### Problem requirements
Find every line in the material below that contains the word "instance", treating uppercase and lowercase as different, and copy each of those lines.

### Excerpted data
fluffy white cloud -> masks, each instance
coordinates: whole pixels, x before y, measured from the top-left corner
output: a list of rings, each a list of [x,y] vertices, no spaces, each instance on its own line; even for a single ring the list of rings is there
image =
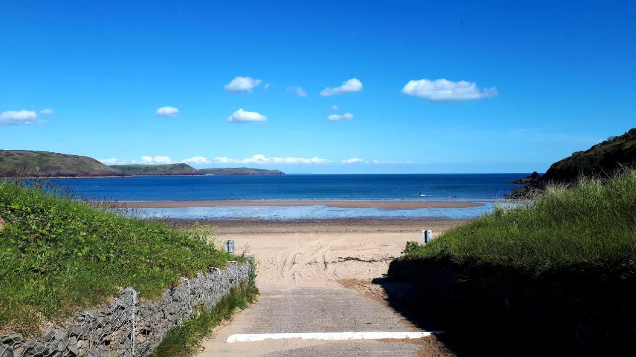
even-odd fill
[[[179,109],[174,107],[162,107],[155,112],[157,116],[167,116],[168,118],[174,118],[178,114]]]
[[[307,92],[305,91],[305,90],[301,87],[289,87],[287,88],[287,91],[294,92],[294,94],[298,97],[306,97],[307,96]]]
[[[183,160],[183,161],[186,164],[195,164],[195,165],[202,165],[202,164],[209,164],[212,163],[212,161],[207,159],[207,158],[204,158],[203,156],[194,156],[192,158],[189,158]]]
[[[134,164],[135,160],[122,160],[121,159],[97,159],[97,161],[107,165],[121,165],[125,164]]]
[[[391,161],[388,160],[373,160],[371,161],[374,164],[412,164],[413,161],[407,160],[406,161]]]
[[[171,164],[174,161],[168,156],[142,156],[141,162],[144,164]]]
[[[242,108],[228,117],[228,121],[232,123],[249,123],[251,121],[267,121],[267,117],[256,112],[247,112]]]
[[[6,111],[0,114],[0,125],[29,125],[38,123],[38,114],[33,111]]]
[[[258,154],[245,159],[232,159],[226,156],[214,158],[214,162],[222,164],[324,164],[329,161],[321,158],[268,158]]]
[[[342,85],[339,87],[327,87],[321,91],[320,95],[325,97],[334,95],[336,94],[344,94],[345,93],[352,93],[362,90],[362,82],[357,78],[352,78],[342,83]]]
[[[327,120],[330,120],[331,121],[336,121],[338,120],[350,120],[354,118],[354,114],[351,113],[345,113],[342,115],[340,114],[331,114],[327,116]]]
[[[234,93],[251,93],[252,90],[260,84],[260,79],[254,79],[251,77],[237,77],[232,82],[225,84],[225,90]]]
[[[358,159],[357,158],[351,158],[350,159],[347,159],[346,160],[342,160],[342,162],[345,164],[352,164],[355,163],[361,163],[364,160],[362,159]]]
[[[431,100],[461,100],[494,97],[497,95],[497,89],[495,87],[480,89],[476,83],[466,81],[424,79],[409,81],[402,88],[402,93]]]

==

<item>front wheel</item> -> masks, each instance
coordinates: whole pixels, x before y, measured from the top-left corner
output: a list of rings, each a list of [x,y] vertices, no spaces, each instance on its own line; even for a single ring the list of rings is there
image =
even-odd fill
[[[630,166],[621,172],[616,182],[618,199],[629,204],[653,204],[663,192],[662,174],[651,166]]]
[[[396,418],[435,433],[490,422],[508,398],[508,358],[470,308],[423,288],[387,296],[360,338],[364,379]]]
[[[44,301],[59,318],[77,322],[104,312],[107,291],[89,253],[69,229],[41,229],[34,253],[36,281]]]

### Exercise answer
fluffy white cloud -> masks, each instance
output: a list of rings, each a list of [x,y] vertices, no spaces, each instance on its own line; even for a single ring the list of rings is there
<item>front wheel</item> -> masks, each instance
output: a list of rings, each a list of [x,y] vertices, no spaces, each instance on its own line; even for a single ring the list of rings is there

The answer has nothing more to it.